-- Opening Marker --
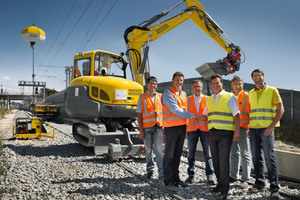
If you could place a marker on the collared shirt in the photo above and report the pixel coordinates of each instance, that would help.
(232, 104)
(170, 102)
(139, 105)
(197, 102)
(275, 98)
-- Closing Marker --
- Try it:
Repeat every record above exactly, but leave out any pictures.

- Expected answer:
If you could place a marker on the collared shirt in the photo above and report the pixel coordinates of each instance, that would help.
(232, 104)
(170, 102)
(139, 105)
(197, 102)
(275, 98)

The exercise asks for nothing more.